* Task details *
Exclude the pictures and return every line exactly as written.
## begin
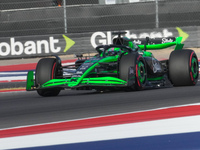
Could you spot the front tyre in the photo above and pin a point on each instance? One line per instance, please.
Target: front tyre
(183, 68)
(45, 71)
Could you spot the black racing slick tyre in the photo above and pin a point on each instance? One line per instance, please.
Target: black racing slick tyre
(133, 63)
(45, 71)
(183, 68)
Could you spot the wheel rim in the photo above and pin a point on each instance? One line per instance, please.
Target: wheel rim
(141, 72)
(194, 68)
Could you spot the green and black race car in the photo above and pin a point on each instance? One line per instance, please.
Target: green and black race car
(121, 65)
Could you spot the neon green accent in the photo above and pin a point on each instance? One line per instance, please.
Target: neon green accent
(157, 46)
(130, 44)
(79, 79)
(179, 46)
(155, 79)
(141, 71)
(147, 54)
(164, 45)
(55, 82)
(182, 34)
(194, 70)
(29, 81)
(69, 43)
(104, 81)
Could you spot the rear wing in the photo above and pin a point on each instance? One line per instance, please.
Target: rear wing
(159, 43)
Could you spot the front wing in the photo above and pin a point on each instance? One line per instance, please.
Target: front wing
(72, 83)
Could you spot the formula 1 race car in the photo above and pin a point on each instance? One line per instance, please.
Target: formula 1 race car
(121, 65)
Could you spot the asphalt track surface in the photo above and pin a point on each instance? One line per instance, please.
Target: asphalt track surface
(28, 108)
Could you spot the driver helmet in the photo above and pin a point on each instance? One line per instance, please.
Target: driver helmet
(113, 51)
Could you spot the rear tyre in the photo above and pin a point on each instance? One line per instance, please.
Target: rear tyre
(136, 63)
(183, 68)
(45, 71)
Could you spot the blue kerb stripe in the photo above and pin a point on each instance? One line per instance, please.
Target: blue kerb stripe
(186, 141)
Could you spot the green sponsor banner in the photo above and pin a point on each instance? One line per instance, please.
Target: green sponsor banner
(80, 43)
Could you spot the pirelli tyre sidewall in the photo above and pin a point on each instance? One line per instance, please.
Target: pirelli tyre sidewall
(183, 68)
(45, 71)
(135, 62)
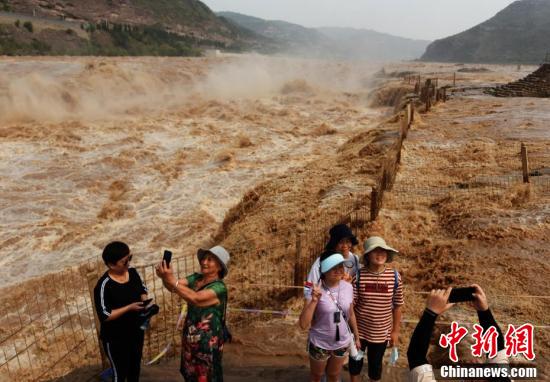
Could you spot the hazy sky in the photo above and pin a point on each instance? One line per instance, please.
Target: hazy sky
(421, 19)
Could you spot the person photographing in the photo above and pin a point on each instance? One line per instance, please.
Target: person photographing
(204, 331)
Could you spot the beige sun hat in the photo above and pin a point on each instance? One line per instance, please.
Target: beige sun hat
(221, 254)
(374, 242)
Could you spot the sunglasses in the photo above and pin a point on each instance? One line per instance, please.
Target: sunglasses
(127, 261)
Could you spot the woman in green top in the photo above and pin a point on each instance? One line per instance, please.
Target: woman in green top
(206, 296)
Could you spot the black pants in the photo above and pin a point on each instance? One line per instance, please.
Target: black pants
(375, 355)
(125, 357)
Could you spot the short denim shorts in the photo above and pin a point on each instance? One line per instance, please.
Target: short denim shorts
(322, 355)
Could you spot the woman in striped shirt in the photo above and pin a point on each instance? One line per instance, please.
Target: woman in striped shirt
(378, 297)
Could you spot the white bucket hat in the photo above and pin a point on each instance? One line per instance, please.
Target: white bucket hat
(221, 254)
(374, 242)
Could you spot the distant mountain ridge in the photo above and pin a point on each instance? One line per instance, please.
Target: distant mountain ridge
(520, 33)
(331, 42)
(119, 27)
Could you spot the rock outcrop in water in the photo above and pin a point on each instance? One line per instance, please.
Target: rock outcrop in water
(517, 34)
(536, 84)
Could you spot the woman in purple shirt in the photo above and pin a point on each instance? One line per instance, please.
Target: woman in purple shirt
(328, 313)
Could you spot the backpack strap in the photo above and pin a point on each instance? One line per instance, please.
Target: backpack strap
(358, 284)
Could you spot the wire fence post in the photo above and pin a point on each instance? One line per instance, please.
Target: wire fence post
(373, 204)
(524, 163)
(298, 262)
(92, 279)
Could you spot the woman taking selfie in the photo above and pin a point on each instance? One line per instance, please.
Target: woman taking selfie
(203, 331)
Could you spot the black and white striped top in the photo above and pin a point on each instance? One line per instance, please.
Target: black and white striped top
(374, 302)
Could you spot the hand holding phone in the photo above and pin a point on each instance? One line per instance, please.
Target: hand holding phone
(462, 294)
(167, 257)
(146, 302)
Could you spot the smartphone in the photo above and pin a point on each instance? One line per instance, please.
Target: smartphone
(462, 294)
(167, 257)
(146, 302)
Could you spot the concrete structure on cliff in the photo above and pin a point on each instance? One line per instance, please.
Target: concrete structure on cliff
(536, 84)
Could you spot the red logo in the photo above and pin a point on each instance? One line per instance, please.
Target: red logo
(452, 339)
(520, 341)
## end
* Written solution *
Could you spot the front tyre in the photo above and pin a point on each instance? One line per instance, please.
Target: front tyre
(183, 68)
(45, 71)
Could you spot the black racing slick tyre in the photo above and pin a point on each instance? One line per instance, please.
Target: black racing slick tyre
(133, 63)
(45, 71)
(183, 68)
Could you spot the wheel rim in the photo above and pin a point on each instance? One line per instance, please.
Target: wheel rim
(141, 72)
(194, 68)
Could you spot the green and black race car in the photo above and pin a point on each instance? One line per instance, please.
Target: green and black race car
(121, 65)
Could you spot the neon green accent in the photo above and pin a point on each instance? One line per instance, please.
Target: neon green accent
(157, 46)
(130, 44)
(79, 79)
(179, 46)
(155, 79)
(141, 71)
(147, 54)
(164, 45)
(55, 82)
(182, 34)
(194, 70)
(29, 81)
(69, 43)
(104, 81)
Could you spot the rear wing in the photo above and pin a point on each instance? One line per instance, please.
Target: rear wing
(159, 43)
Could you spot the front wing in the photo above and pin a point on each instance? One line per instance, please.
Target: front wing
(72, 83)
Could you spot the formula 1 race car in the photo above and pin a point on each instance? One line per instance, please.
Target: formula 1 race car
(121, 65)
Could you spot the asphalt track surface in the photo above and pin a point on each instance? One line per instance, please.
Target: asphalt track surface
(28, 108)
Could you spot the driver helmet in the photo above and pin a point on each instance? One line per instance, please.
Target: driver helmet
(113, 51)
Could you spot the rear tyre in the photo above and pin a point on each instance? One line per instance, please.
Target: rear tyre
(136, 63)
(183, 68)
(45, 71)
Could you spot the blue kerb stripe in the photo above and pin a point on each instance? One line per instance, please.
Target: blue kerb stripe
(186, 141)
Could you spot the green sponsor banner in the photo above and pin a point on each instance? One line per instance, please.
Target: green sponsor banner
(80, 43)
Could you spot the pirelli tyre sidewall in the photo above and pin a point on each instance? One line per instance, please.
Target: pirelli tyre sidewall
(183, 68)
(45, 71)
(135, 62)
Could you spot the hazy sky in the photo above and pin a point on each instance? One line per instance, please.
Target: hazy sky
(421, 19)
Could you spot the person photographing in the photo above and pin a point on each instance? One line per instance, please.
Target: person photographing
(204, 331)
Could you spot the beige sun hat in the photo above and pin a point on each instance? One line per instance, please.
Target: beige sun hat
(221, 254)
(374, 242)
Could you spot the sunglasses in the photo above and pin a point on each instance? One line per instance, please.
Target: sunglasses
(127, 261)
Could you spot the woman in green top in the photo above and pin a point on each instance? One line per instance, please.
Target: woman in green top
(206, 296)
Could you spot the black pants in the photo above and pin a point on each instance? One line per instance, please.
Target: black pants
(375, 355)
(125, 357)
Could you spot the short denim shorts in the photo above and pin a point on each instance? One line per instance, please.
Target: short denim shorts
(322, 355)
Could you spot the woman in striped shirt in the photo above and pin a point on each instance? One line per instance, please.
Target: woman in striped shirt
(378, 297)
Could you spot the white bucket hat in the photo above and pin a point on each instance? One line per instance, please.
Target: white bucket hat
(221, 254)
(374, 242)
Could you spot the distant mountain ridge in the photo above and pin a point on each instance? One line per instance, please.
Target: distant mountain ridge
(520, 33)
(331, 42)
(119, 27)
Could you spot the rock outcrop in water in the photo above and pin a point on each instance? One line per instance, please.
Target: rock outcrop in water
(517, 34)
(536, 84)
Could you spot the woman in purple shirt in the photo above and pin a point on each instance? One line per instance, please.
Target: woman in purple shirt
(328, 313)
Could you spot the backpack strap in the photo above and pin a point on each instance? One line per instance, please.
Target: backpack strap
(358, 284)
Could you spot the wire fence post in the photo above and pin a point on each instance? One line per instance, please.
Target: wire fence post
(373, 204)
(524, 163)
(298, 262)
(92, 279)
Could you spot the woman taking selfie in the photo above and pin a point on each instance? One line per instance, please.
Target: woman taking selfie
(203, 331)
Could you spot the black and white striped top in the photo above and pin a point on each instance? One line per instance, please.
Target: black and white striped top
(374, 302)
Could you spot the hand holding phone in the photo above and pin a point on each instance? One line per instance, please.
Target: hand holding phone
(462, 294)
(167, 257)
(146, 302)
Could you spot the smartphone in the photo above and pin a point on each instance? One line per instance, please.
Target: smartphone
(462, 294)
(167, 257)
(146, 302)
Could you spot the concrete structure on cliff in the photo above and pin a point on each instance? One line per instance, please.
Target: concrete structure on cliff
(536, 84)
Could you spot the red logo in the photo above and pin a point on each instance? One line per instance, please.
Target: red logo
(452, 339)
(520, 341)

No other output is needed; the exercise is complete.